Extracted material Start Marker

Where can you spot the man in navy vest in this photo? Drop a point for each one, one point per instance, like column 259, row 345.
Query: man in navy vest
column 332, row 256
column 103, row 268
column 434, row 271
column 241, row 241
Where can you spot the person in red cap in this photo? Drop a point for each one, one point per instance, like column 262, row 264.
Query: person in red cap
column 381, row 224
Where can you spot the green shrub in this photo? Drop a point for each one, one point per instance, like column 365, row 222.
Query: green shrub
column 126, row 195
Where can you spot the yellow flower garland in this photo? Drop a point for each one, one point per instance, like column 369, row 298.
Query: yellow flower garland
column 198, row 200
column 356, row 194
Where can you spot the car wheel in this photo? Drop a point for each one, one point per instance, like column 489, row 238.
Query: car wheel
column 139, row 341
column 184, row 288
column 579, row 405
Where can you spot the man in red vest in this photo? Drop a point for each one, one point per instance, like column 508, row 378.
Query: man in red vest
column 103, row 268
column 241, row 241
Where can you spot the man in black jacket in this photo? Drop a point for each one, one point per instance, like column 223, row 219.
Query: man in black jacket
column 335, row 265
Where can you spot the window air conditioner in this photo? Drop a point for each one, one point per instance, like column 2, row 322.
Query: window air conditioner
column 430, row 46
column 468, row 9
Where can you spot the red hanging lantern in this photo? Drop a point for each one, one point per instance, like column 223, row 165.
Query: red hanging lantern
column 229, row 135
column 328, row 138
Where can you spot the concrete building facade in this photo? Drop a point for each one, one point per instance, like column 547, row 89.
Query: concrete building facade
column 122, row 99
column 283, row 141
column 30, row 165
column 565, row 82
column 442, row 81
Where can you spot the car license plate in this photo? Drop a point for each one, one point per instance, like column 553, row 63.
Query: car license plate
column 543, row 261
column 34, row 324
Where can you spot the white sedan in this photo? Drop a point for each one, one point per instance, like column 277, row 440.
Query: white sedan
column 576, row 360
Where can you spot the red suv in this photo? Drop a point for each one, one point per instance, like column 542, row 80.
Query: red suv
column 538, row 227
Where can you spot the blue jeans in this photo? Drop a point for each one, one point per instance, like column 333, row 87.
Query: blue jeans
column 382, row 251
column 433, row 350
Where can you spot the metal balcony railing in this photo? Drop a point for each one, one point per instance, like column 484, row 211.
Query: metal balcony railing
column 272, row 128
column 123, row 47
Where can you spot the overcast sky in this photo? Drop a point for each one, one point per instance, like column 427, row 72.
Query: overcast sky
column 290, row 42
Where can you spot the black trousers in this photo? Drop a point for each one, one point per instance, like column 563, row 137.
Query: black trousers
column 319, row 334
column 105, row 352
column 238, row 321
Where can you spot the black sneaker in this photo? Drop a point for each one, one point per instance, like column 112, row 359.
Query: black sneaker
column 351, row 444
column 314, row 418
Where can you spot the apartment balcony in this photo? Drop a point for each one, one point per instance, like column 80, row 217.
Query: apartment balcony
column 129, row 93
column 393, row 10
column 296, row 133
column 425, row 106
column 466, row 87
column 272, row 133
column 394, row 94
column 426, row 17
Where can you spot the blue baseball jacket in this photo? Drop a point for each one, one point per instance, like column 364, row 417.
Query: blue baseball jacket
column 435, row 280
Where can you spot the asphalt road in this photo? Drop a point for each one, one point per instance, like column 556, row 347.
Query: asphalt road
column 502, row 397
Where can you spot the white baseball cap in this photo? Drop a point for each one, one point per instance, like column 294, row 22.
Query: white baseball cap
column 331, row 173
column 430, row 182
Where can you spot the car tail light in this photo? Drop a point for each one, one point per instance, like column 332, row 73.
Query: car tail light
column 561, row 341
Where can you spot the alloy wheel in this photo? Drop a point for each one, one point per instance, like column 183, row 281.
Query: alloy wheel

Extracted material End Marker
Extracted material Start Marker

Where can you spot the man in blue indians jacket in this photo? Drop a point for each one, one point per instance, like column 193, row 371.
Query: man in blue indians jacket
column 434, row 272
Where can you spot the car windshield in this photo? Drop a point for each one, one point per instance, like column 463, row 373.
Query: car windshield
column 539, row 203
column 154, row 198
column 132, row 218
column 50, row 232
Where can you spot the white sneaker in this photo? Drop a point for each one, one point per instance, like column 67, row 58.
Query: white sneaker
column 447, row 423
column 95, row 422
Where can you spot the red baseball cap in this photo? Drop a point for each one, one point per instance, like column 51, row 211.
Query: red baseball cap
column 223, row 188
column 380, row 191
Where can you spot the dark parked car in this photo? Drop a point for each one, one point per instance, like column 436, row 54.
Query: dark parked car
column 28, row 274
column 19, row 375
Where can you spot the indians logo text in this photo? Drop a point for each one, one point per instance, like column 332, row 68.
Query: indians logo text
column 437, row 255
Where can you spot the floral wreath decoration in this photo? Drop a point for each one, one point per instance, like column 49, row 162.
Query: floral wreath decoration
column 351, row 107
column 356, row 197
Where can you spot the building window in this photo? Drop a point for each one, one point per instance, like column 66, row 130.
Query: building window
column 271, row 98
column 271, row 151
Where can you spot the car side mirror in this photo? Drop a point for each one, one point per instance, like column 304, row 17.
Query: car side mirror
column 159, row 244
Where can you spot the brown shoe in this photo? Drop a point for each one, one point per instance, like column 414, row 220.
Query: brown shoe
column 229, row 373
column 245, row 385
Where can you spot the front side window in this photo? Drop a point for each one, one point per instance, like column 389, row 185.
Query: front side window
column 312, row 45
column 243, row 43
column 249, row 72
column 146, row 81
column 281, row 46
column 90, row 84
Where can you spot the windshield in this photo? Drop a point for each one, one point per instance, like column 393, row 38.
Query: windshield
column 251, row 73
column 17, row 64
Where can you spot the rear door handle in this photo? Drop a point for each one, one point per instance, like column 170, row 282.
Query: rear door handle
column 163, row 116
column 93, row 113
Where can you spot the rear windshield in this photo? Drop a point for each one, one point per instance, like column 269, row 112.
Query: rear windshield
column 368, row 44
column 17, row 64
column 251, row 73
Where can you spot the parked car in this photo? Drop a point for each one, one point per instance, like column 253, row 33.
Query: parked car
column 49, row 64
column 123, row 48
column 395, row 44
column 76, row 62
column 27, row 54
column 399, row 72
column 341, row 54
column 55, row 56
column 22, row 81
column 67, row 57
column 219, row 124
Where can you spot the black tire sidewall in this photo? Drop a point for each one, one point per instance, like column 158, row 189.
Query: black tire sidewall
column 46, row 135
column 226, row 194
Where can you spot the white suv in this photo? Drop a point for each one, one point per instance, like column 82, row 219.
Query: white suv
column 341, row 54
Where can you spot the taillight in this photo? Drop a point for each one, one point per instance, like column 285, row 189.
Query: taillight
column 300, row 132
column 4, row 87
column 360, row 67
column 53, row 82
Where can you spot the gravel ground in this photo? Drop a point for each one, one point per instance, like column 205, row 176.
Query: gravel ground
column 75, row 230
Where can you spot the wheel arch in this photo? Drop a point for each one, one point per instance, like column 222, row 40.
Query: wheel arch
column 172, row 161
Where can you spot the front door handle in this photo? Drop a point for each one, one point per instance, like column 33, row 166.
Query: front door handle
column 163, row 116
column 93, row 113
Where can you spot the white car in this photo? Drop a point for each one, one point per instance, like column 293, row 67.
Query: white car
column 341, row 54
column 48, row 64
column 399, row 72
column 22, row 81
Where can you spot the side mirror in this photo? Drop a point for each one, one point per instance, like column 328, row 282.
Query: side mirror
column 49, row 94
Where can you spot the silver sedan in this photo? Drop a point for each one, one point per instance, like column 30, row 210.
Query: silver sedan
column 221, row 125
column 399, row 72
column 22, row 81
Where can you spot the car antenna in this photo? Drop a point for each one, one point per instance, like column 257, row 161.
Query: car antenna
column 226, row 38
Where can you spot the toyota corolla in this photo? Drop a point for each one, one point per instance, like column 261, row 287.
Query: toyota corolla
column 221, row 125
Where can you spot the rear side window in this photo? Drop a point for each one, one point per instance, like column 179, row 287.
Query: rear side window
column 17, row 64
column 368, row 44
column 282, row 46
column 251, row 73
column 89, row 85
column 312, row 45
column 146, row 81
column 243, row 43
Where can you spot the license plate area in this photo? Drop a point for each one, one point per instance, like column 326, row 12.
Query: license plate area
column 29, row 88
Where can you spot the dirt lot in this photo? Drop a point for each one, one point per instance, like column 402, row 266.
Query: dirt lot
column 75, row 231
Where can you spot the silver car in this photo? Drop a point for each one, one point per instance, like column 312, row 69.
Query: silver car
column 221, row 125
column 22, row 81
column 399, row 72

Extracted material End Marker
Extracted material Start Marker

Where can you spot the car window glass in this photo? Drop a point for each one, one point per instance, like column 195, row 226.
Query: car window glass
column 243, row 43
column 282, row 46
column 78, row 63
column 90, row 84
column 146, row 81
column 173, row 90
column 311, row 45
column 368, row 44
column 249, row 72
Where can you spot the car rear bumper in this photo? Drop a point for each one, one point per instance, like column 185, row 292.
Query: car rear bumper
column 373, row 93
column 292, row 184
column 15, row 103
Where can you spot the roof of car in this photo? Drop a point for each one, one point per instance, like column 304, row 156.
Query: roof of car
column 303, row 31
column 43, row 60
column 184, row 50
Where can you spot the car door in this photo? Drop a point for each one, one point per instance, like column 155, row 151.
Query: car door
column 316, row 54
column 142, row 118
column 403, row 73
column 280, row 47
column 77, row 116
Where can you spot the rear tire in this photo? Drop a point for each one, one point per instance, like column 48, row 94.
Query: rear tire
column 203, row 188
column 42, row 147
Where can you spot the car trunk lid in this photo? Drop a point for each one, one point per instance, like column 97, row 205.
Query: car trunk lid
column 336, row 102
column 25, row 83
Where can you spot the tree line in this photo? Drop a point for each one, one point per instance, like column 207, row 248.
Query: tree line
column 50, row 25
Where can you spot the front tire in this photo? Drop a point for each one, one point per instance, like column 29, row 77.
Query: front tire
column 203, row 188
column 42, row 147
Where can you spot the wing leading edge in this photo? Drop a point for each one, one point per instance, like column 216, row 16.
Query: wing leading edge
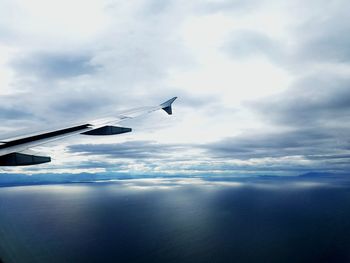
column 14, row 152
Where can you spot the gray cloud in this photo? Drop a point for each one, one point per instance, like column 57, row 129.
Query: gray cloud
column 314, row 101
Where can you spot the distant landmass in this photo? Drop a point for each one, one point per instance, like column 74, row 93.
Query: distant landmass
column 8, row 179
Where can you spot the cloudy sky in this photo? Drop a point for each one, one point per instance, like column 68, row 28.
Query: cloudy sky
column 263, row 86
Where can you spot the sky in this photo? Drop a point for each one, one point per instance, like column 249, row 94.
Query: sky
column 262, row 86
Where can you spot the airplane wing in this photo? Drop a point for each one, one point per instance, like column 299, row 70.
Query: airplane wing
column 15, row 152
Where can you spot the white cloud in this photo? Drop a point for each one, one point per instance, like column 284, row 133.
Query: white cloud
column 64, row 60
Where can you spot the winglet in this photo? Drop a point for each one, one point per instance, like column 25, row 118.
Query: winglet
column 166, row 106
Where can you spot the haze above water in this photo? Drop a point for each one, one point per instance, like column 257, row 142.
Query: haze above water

Extracted material End Marker

To do -> Above are the entries. Quote exactly the lines from the one bearing "Where can you spot the person" through the one bearing "Where can you spot the green".

Output below ->
Where can you spot the person in red cap in this photo? Drop a point for each one, one point per instance, like column 262, row 264.
Query: person in red cap
column 381, row 224
Where can you spot the green shrub in this photo? Drop a point for each one, one point per instance, like column 365, row 222.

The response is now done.